::: Reading passage :::

When gilding is complete, I use a white-sable brush to burnish the gold. Burnishing isn’t polishing; gold doesn’t need to, nor can it, be polished. Use the soft, white sable brush to clean up any overlaps, to gently press the gold to the glue surface and to remove any excess gold shavings.

The stippled-gilding effect dazzles. Because polyurethane glue expands as it cures, and because we stippled the glue, we’ve created a 3-D, randomly textured pattern of rich, glistening gold. Had we handcarved the letter A, we would’ve produced incised facets, which, when gilded, would appear similar to the other carved lettering on the sign.

And, had we merely surface gilded to produce a flat letter, the reflectivity of the letter’s gold would depend on the observer’s location, and, at times, the logo wouldn’t have optimal visibility. We could’ve etched the gold on the flat surface with “engine turnings,” but this bright effect could create an inappropriate image for a trattoria. Thus, stippled gilding seems to be the perfect solution. Notice the logo’s eye-catching, random ripples, and how the hills’ and valleys’ decoration guarantees reflectivity from any angle.

I attached the logo appliqué to the substrate by first screwing four screws into the HDU logo panel’s reverse side. I snipped off the screw heads and pressed the panel, which now had sharp edges, onto the motherboard to create indentation marks. On the marks, I drilled holes into the substrate to accept the screws. I poured silicone on the holes and substrate and attached the logo appliqué.

The three completed, installed signs show handcarved lettering, wheat shafts and the new, stippled-gilding logos. After torture tests conducted in my shop, I’m confident stippled gold’s durability resembles an oil-sized gild. I’ve saved considerable time using stippled gilding versus slow size’s 48-hour curing time. But, it’s also very satisfying to know that, in some small way, we’re helping to transform the ancient, elegant art of gilding for the 21st Century.

Mathematical and scientific theories are sometimes said to be elegant, which means the theory is pleasingly ingenious and simple. We think stippled gilding offers similar elegance.

:::

▸ Written instruction A: In the passage on stippled gilding, swap "gold" for "gold leaf" in the stretch starting at "When gilding is" and ending at "excess gold shavings.", and give that stretch back.

::: Information provided :::

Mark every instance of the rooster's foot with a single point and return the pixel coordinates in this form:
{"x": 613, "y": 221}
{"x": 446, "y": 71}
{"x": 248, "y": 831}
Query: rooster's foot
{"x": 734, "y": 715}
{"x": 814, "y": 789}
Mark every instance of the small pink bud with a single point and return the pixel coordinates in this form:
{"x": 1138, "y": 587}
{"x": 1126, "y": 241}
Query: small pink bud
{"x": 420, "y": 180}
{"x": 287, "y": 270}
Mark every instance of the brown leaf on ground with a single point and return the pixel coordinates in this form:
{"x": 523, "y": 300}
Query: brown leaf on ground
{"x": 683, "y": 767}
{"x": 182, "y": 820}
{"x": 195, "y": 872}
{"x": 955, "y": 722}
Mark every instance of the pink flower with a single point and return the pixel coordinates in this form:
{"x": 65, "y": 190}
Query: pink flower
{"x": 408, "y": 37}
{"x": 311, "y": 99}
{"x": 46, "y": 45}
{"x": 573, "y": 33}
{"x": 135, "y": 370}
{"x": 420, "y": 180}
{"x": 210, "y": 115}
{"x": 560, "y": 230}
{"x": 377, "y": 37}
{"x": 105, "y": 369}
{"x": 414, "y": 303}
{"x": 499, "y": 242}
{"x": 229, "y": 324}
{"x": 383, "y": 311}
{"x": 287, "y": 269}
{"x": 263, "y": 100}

:::

▸ Written instruction B: Reproduce the whole listing above line for line, leaving every character unchanged.

▸ Result A:
When gilding is complete, I use a white-sable brush to burnish the gold leaf. Burnishing isn’t polishing; gold leaf doesn’t need to, nor can it, be polished. Use the soft, white sable brush to clean up any overlaps, to gently press the gold leaf to the glue surface and to remove any excess gold leaf shavings.

▸ Result B:
Mark every instance of the rooster's foot with a single point and return the pixel coordinates in this form:
{"x": 613, "y": 221}
{"x": 446, "y": 71}
{"x": 248, "y": 831}
Query: rooster's foot
{"x": 734, "y": 715}
{"x": 814, "y": 789}
Mark every instance of the small pink bud with a single point and return the pixel coordinates in this form:
{"x": 1138, "y": 587}
{"x": 1126, "y": 241}
Query: small pink bud
{"x": 420, "y": 180}
{"x": 287, "y": 270}
Mark every instance of the brown leaf on ground with a single point and return the pixel coordinates in this form:
{"x": 523, "y": 300}
Query: brown leaf on ground
{"x": 683, "y": 767}
{"x": 182, "y": 820}
{"x": 195, "y": 872}
{"x": 955, "y": 722}
Mark every instance of the pink flower with a single point and return the pixel coordinates in this form:
{"x": 65, "y": 190}
Query: pink flower
{"x": 408, "y": 37}
{"x": 311, "y": 99}
{"x": 46, "y": 45}
{"x": 573, "y": 33}
{"x": 135, "y": 370}
{"x": 420, "y": 180}
{"x": 210, "y": 115}
{"x": 560, "y": 230}
{"x": 377, "y": 37}
{"x": 105, "y": 369}
{"x": 414, "y": 303}
{"x": 499, "y": 242}
{"x": 229, "y": 324}
{"x": 383, "y": 311}
{"x": 287, "y": 269}
{"x": 263, "y": 100}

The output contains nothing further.